● **Written exercise**: Find every line below that contains the word "wooden" and copy each one. Case matters.
::::::
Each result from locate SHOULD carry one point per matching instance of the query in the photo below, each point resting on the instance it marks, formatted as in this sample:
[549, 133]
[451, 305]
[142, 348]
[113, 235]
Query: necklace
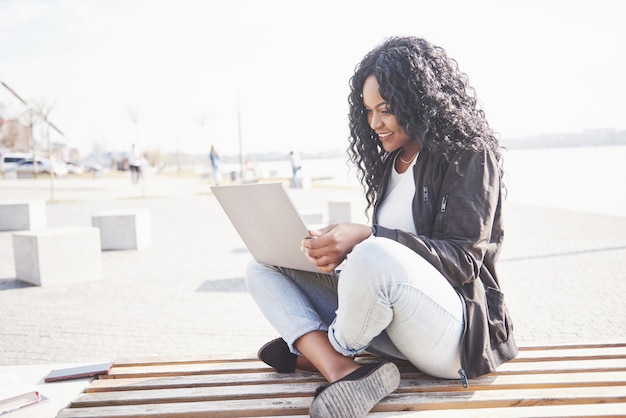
[410, 160]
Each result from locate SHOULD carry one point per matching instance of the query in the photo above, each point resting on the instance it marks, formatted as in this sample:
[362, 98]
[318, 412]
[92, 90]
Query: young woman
[419, 284]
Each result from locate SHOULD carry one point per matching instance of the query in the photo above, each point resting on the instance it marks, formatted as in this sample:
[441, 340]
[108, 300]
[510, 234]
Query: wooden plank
[284, 390]
[544, 411]
[417, 382]
[581, 397]
[548, 366]
[580, 380]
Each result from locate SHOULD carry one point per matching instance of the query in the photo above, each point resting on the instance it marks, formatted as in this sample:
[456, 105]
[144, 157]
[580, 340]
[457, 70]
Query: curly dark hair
[429, 96]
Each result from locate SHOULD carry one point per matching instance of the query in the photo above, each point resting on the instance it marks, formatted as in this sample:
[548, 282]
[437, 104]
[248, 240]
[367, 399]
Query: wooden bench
[572, 380]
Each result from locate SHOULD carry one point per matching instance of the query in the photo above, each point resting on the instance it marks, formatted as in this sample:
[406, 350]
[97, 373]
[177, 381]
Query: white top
[396, 212]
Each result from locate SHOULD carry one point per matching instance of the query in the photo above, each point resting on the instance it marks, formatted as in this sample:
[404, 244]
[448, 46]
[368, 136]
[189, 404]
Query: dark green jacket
[457, 214]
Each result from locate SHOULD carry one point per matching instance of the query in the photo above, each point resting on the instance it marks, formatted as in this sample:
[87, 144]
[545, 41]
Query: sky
[273, 75]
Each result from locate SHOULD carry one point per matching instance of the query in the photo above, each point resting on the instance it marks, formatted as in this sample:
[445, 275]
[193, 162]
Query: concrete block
[123, 229]
[339, 212]
[58, 255]
[23, 216]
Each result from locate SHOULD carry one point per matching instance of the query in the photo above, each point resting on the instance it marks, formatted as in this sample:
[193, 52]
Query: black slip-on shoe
[355, 395]
[277, 355]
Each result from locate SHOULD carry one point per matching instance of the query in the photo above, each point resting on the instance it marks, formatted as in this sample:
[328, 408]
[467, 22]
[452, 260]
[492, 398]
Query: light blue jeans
[387, 300]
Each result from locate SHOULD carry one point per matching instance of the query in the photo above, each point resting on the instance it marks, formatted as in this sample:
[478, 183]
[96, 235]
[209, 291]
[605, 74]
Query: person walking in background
::::::
● **Written reply**:
Query: wooden plank
Query: wooden bench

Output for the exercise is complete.